:: PASSAGE GIVEN

More than two weeks ago I blogged about my server being down. After multiple emails, phone calls, and even a fax trying to reach the support team, the server is still dead. But at least I know (a little bit) more now.

The Good
I managed to get someone from support on the phone and he fixed the system at least so far that I could ssh to it again. I was able to pull a complete backup of the system, including a database dump.
That means that Unmaintained Free Software and all other sites hosted on the server will eventually return, no data will be lost.

The Bad
After I created the backup, I wanted to reinstall the whole system and then install the backup to restore all services. As it turned out, the (automatic) reboot- and reinstall-script they use is obviously broken, I cannot reach the server anymore after I initated the reinstall. This is probably something more serious, as other people seem to be affected, too.

The Ugly
I have not the slightest idea what the hell happened on the server. There was something really, really strange going on. An example:

# ls -l /usr/bin/traceroute
-rw-rw---- 1 mysql mysql 310872 Jun 21 03:21 traceroute

Why the hell is traceroute not executable and belongs to user/group mysql? There are several other anomalies there: /usr/share/doc/apt is not a directory as it is supposed to be, but a Perl script. /usr/bin/id is a directory. Multiple system tools (awk, sed, ...) are not executable and partly directories with strange stuff in them. What gives?

One possible explanation is that the server was hacked and some rootkit wrecked havoc on the server. After a quick glance at the logs, I couldn't find any hints for a successful breakin, though. Another possibility is that the hard drive simply died and/or the filesystem was (heavily) corrupted. I don't know...

::::
:: ENTRIES SUPPLIED

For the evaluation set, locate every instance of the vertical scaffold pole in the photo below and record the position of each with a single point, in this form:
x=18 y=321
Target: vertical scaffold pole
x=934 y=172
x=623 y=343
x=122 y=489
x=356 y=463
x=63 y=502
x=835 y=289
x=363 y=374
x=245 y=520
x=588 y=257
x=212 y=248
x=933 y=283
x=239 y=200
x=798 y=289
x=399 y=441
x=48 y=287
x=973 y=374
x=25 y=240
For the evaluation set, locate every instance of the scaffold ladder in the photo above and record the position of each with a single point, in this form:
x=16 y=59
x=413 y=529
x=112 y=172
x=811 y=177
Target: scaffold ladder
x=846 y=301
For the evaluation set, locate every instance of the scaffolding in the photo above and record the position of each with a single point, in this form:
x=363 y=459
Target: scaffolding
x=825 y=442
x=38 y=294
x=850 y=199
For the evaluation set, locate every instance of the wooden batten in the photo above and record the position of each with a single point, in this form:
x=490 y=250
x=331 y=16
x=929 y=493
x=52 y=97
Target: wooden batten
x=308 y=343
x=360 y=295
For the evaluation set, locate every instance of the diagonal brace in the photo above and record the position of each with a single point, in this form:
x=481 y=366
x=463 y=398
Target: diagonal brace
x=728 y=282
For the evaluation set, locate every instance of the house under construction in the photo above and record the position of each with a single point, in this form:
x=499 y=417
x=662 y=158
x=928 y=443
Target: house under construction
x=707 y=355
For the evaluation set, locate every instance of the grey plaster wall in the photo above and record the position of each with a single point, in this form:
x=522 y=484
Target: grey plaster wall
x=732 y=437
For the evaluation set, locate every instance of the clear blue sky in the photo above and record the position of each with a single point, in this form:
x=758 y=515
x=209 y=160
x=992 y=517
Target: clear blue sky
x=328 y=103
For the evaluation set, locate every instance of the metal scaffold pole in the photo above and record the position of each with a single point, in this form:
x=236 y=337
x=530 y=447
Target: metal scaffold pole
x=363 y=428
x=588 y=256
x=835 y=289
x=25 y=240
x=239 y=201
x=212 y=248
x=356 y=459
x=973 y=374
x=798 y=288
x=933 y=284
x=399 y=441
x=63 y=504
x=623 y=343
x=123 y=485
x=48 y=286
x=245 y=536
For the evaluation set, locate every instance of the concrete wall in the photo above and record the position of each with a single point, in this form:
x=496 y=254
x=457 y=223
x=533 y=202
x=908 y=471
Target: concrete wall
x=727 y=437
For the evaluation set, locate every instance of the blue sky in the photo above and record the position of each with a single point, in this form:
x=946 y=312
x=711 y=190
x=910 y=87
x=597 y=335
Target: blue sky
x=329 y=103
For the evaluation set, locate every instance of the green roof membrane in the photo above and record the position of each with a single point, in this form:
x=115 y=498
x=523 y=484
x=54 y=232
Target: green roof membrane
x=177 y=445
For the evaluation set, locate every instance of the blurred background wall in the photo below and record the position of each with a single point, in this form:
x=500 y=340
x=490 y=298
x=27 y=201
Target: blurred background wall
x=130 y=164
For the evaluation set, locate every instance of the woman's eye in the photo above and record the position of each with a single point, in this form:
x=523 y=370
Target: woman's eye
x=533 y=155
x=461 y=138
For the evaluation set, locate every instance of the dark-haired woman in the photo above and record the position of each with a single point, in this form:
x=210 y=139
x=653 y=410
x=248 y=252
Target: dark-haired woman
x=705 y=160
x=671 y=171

::::

REQUIRED TASKS:
A. List the section headings used in the blog post about the dead server.
B. Continue the blog post about the dead server from the point where it stops.

RESULTS OF THE TASKS:
A.
The Good
The Bad
The Ugly

B.
Has anybody ever seen something like this? Please enlighten me what could have happened...


user mode linux vserver?

Hi Uwe,

is your provider using UML (user mode linux) to host the vserver? I'm using UML for quite a long time on a server to seperate some services.

I had some problems like you described above. UML uses file images to host the filesystems for the UML child kernels (if you dont want to use seperate partitions for each UML child instance). When mounting this files on the main system while the associated UML child kernel still access the images you get some garbage like you described.

Perhaps the service guy tried to mount your UML filesystem and forgot to umount it again? Perhaps a fsck on the UML filesystem image file on the host system can rescue your data.


Hi Claus!

Yes, I think they use UML, and that would probably explain the problems... My data is safe — I was able to make a backup, fortunately. The problem that remains is that I cannot reinstall; that may have to do with their UML images being broken or something. I'll wait and see.

Thanks for your help, Uwe.